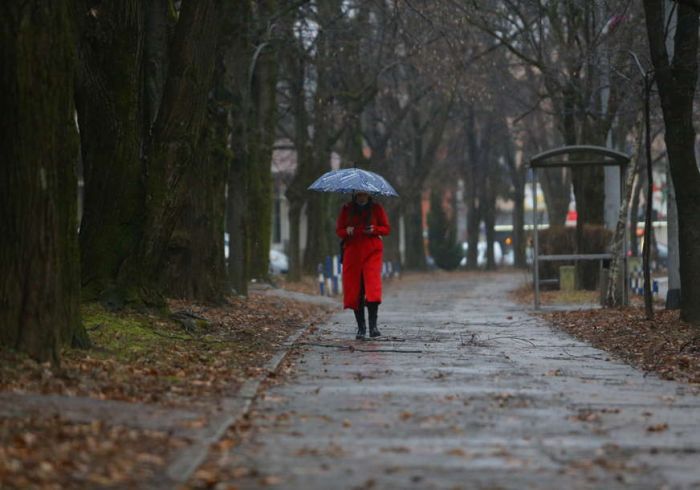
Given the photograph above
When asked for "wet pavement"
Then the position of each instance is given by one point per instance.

...

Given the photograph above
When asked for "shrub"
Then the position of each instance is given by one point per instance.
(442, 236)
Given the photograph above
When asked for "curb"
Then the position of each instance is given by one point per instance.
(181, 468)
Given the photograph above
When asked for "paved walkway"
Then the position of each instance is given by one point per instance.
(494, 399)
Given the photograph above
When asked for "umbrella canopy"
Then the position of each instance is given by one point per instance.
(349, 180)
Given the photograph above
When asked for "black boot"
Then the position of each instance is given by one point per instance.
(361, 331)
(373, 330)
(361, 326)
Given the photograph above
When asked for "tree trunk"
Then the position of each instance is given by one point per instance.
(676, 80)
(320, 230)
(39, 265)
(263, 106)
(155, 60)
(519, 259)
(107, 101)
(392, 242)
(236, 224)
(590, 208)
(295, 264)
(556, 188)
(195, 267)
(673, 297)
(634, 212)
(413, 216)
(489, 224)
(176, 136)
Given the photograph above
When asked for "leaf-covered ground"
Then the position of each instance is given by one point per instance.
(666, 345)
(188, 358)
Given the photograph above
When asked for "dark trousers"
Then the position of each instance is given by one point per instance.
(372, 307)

--

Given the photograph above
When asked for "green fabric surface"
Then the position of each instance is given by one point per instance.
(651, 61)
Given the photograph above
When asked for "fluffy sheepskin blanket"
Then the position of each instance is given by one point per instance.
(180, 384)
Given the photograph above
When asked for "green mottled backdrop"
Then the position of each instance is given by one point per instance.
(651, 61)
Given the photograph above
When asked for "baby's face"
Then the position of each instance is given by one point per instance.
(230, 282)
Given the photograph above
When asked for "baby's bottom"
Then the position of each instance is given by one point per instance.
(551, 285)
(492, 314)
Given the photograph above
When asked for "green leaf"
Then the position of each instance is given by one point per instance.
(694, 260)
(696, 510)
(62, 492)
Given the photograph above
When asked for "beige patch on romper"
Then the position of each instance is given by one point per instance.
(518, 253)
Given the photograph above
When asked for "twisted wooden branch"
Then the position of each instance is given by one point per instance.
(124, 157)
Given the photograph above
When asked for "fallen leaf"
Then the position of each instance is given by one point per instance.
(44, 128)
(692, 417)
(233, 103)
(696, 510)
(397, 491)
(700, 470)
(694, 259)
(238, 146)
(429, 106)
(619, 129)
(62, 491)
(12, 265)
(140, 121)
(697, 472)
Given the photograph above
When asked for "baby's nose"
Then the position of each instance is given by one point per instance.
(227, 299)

Written problem → Count the lines of the records above that contain the string "leaf", and reply with that number alone.

Solved problem → 3